> Source text
================================
While you're pondering that (and avoiding the consequences of the hypothetical motor vehicle accident), let's return to the scene of the accident and see what happens next:
You’ve lost enough blood to merit a unit of plasma in the ambulance. Cost: $150-190.
Cost of EMTs’ services: $500-1,000.
Both paid upfront, of course or, in your no-insurance scenario, the EMTs would legally be allowed to dump you out of the ambulance to die on the roadside.
But you pay, and you’re brought to the ER.
Cost of x-rays: $425+ each for the ankle and the ribs.
Cost of an MRI to rule out a ruptured spleen from the rib fracture: $525-900.
Blood draws: $44-107 each.
Again, keep that checkbook handy, because the ER staff is now legally allowed to refuse you services for which you cannot or will not pay.
================================
> Data section

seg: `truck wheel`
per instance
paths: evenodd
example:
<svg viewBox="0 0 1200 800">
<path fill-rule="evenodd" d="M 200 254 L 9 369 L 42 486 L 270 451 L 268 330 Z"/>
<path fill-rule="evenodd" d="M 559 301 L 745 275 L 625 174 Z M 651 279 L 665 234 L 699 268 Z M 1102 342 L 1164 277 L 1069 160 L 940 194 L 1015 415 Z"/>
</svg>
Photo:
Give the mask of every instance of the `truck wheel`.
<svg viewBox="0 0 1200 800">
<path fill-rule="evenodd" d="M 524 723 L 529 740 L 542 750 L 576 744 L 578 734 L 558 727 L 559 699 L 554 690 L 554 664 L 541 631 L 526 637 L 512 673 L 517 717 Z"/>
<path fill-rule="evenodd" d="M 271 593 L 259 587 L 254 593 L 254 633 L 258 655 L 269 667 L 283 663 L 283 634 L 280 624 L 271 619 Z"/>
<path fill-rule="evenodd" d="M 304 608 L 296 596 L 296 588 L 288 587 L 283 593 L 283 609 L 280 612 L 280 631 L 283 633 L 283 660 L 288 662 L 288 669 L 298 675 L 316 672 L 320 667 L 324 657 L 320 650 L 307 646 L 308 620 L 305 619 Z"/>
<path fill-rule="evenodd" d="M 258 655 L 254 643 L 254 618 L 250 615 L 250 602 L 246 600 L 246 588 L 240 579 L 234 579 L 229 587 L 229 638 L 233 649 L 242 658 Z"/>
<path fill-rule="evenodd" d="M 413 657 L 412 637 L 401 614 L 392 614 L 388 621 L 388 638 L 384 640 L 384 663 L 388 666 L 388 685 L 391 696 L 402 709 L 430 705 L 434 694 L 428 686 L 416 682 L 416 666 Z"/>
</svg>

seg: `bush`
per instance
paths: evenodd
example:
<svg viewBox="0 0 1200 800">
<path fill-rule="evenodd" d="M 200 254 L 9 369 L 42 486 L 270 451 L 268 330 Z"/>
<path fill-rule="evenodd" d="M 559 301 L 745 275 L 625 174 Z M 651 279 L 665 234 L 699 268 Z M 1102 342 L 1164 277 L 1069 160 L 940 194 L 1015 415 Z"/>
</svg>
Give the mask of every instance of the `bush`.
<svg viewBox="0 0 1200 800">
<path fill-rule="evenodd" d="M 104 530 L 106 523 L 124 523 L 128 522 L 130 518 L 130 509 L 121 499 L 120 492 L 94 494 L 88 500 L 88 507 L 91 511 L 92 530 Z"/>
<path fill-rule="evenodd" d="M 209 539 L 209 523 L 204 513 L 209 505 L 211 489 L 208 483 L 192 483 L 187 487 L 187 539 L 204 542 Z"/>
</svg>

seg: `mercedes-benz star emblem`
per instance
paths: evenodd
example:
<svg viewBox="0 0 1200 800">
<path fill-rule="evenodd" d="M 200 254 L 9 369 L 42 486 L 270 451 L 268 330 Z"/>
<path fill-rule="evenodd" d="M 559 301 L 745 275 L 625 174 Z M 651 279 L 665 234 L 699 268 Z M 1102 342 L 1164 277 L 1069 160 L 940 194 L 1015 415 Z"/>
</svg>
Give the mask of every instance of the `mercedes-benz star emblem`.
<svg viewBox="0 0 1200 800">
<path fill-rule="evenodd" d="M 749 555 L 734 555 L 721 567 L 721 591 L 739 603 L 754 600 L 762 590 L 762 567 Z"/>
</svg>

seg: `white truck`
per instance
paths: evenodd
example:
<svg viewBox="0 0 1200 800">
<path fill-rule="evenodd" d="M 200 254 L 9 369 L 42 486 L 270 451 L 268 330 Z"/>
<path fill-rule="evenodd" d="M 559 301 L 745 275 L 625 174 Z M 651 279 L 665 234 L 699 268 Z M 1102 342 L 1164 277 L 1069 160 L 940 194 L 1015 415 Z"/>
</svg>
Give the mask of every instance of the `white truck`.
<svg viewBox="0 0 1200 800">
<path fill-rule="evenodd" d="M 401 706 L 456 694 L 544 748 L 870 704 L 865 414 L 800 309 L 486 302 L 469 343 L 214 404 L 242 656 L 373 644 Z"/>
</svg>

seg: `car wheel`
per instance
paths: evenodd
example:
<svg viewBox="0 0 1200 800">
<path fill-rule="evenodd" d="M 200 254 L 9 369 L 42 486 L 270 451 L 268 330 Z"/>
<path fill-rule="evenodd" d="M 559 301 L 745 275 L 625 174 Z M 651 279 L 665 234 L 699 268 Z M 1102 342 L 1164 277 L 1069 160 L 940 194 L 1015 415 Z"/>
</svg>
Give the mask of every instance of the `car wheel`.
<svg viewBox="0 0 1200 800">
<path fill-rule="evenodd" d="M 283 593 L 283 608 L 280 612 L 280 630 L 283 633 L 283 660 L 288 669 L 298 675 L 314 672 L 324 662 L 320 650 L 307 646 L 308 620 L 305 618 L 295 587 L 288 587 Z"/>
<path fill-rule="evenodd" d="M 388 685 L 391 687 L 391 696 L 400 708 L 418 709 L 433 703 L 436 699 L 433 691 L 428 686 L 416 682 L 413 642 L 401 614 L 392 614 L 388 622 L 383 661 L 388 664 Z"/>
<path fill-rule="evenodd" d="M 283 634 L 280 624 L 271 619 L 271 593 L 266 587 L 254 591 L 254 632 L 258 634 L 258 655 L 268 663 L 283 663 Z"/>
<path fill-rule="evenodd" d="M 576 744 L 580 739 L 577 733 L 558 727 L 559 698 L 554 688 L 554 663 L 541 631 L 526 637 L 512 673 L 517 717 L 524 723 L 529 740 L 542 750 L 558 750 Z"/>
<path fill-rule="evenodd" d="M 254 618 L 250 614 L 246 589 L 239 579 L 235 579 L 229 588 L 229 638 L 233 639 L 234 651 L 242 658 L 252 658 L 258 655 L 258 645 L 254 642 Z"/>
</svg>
================================
> Tasks and exercises
1. In the passage on accident costs, rewrite the paragraph beginning "Both paid upfront" in a single shorter sentence that keeps its main facts.
2. Carry on the passage on accident costs from its final sentence.

> Numbered responses
1. Both charges must be paid in advance; without insurance, the EMTs could legally leave you on the roadside to die.

2.
But, hey, you’re in luck! Your spleen is only mildly bruised, not ruptured, so you won’t need a splenectomy, which would have run you $1,664-2,064.
However, setting the ribs, aside from being excruciating, will cost up to $12,000.
And the x-ray shows that your ankle is broken. Surgery will cost you $9,719-17,634.
You’ll also need to stay in the hospital overnight, to the tune of $1,200-2,000.
Before you can leave the hospital, you’ll be billed for every medication, surgical dressing, the crutches you’ll need until the ankle heals. One Vicodin can set you back $22…maybe Rush can hook you up.
So, tell us again how you’d be able to pay for all that out of pocket.